=== What you need to do ===
Express the part that opens with the line containing "statue's open mouth." and closes with the line containing "[225,0,249,93]" as a two-column CSV with the headers front and back. Give one row for each front side, putting its text and its back side each in a single quoted field, with line breaks replaced by spaces.
*** Records shown
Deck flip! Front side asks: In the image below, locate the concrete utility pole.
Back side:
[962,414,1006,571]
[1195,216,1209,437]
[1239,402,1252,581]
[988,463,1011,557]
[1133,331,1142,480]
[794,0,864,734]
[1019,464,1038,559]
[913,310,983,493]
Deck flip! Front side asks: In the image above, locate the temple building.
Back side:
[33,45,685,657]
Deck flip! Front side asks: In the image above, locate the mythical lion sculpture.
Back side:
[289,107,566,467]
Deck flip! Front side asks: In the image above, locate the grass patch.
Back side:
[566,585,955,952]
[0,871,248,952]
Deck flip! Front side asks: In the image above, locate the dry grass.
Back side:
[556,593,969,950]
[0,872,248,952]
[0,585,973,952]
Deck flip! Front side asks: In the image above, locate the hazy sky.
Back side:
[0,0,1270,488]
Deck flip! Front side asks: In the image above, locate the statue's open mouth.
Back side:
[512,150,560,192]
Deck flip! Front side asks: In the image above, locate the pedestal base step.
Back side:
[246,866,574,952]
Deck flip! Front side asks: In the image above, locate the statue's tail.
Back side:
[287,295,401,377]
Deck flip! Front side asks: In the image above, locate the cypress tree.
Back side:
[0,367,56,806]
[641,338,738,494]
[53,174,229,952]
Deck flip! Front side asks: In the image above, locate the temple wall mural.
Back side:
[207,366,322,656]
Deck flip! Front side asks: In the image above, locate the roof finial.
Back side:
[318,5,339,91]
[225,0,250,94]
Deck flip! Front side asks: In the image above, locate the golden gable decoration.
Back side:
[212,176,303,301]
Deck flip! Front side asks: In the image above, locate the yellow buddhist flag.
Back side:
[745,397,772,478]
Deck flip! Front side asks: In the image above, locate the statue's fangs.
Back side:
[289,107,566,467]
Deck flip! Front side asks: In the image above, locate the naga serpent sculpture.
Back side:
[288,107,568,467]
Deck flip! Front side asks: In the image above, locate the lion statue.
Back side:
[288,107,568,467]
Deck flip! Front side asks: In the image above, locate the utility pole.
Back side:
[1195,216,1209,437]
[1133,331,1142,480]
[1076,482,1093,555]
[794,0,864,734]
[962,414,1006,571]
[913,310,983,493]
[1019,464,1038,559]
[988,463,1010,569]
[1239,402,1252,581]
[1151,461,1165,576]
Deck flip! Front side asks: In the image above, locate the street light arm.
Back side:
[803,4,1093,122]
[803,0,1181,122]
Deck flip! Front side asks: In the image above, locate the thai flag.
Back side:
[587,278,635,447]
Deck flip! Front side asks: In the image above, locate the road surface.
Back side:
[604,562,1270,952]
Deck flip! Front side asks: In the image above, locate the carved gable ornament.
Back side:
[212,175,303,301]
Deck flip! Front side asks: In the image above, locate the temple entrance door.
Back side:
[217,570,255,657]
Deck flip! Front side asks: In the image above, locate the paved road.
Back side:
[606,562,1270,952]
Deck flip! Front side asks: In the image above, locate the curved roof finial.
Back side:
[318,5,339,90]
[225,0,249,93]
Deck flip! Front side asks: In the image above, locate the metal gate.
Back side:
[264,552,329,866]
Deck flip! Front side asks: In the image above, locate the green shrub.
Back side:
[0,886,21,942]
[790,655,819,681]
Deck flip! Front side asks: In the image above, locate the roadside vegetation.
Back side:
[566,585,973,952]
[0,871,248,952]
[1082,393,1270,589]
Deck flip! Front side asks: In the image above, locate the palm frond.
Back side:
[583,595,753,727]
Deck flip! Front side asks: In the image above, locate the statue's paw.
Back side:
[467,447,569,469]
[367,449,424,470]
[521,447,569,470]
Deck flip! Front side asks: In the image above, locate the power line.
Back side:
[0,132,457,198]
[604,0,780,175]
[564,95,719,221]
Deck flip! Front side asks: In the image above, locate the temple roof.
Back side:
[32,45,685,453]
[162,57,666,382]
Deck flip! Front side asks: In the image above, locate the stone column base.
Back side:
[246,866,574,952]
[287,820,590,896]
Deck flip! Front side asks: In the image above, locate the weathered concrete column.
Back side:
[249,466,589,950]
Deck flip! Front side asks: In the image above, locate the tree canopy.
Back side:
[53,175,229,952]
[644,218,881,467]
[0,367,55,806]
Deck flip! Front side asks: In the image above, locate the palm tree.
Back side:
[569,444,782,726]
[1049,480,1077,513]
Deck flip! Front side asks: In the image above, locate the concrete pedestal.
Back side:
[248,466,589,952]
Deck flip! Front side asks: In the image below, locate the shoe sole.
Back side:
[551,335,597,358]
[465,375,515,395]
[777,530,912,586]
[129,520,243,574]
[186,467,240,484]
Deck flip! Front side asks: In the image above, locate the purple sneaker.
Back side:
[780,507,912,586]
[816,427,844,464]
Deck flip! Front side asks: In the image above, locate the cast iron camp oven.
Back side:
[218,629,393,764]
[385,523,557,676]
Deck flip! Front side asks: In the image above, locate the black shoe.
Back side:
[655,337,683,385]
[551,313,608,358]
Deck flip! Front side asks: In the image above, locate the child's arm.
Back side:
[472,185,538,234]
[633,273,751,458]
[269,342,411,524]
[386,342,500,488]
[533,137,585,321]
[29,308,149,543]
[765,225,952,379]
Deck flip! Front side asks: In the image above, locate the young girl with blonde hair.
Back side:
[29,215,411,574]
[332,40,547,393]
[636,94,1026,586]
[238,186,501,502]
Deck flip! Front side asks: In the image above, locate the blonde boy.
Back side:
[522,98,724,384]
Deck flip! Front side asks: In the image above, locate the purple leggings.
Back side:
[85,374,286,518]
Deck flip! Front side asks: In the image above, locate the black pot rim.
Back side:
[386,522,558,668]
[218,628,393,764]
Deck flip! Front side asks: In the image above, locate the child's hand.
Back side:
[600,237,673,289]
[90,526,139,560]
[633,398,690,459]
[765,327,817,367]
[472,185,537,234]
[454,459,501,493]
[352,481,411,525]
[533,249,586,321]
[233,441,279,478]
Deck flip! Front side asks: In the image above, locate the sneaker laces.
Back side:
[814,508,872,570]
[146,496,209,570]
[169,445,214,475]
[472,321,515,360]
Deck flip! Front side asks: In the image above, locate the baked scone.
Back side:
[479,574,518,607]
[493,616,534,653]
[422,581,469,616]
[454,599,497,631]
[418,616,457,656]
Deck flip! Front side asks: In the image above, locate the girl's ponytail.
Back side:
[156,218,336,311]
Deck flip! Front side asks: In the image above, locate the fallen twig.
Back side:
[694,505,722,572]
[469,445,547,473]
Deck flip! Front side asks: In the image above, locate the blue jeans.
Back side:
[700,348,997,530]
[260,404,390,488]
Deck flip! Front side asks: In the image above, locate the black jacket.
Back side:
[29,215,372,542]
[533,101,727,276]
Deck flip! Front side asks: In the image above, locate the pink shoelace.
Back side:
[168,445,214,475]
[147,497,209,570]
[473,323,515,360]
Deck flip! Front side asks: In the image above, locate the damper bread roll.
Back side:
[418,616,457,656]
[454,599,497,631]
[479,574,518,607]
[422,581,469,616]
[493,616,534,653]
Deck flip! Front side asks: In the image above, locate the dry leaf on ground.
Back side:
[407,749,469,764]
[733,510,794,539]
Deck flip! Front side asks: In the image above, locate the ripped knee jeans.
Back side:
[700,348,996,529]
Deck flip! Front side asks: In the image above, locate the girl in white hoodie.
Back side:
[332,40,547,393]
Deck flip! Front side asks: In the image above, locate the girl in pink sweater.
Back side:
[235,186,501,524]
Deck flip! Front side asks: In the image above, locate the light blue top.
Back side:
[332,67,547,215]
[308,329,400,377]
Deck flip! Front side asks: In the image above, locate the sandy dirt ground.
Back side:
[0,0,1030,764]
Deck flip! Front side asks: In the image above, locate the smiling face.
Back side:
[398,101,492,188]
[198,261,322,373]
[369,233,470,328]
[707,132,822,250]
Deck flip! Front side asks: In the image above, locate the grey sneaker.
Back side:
******
=== Exercise result ===
front,back
"Deck flip! Front side asks: In the image above, locate the statue's open mouth. Back side:","[512,150,560,192]"
"Deck flip! Front side asks: In the image above, locate the pedestal base step. Back side:","[246,866,574,952]"
"Deck flip! Front side asks: In the image above, locate the statue's tail. Back side:","[287,295,401,377]"
"Deck flip! Front side asks: In the image above, locate the cypress tree. Back side:","[0,367,56,806] [641,338,738,494] [53,174,229,952]"
"Deck flip! Front side asks: In the image above, locate the temple wall mural. Back side:","[207,366,322,656]"
"Deck flip! Front side asks: In the image above, locate the roof finial. Back side:","[318,5,339,91] [225,0,250,94]"
"Deck flip! Front side asks: In the image above, locate the golden gable decoration. Back side:","[212,176,303,301]"
"Deck flip! Front side asks: In the image above, locate the yellow buddhist flag. Back side:","[745,397,772,478]"
"Deck flip! Front side asks: In the image above, locate the statue's fangs. Back side:","[289,107,566,467]"
"Deck flip! Front side asks: In the image above, locate the naga serpent sculpture. Back side:","[288,107,568,467]"
"Deck flip! Front side asks: In the image above, locate the lion statue. Back side:","[288,107,568,467]"
"Deck flip! Front side asks: In the image above, locate the utility pole. Back side:","[1195,216,1209,437] [1133,331,1142,480] [1076,482,1093,555] [794,0,864,734] [962,414,1006,571] [913,310,983,493] [1019,464,1038,559] [988,463,1010,569] [1239,402,1252,581] [1151,461,1165,576]"
"Deck flip! Front side asks: In the image above, locate the street light arm. Back side:","[803,4,1093,122] [803,0,1181,122]"
"Deck flip! Front side asks: In the image above, locate the thai flag. Back side:","[587,278,635,447]"
"Deck flip! Front side asks: In the image above, locate the road surface. Back side:","[604,562,1270,952]"
"Deck flip! Front side asks: In the image above, locate the carved gable ornament. Back side:","[212,175,303,301]"
"Deck flip! Front side asks: In the image above, locate the temple entrance door. Back side:","[217,570,255,657]"
"Deck flip! Front side asks: In the image above, locate the paved road. Back side:","[606,562,1270,952]"
"Deck flip! Front side asks: In the image above, locate the curved roof finial. Back side:","[318,5,339,90] [225,0,249,93]"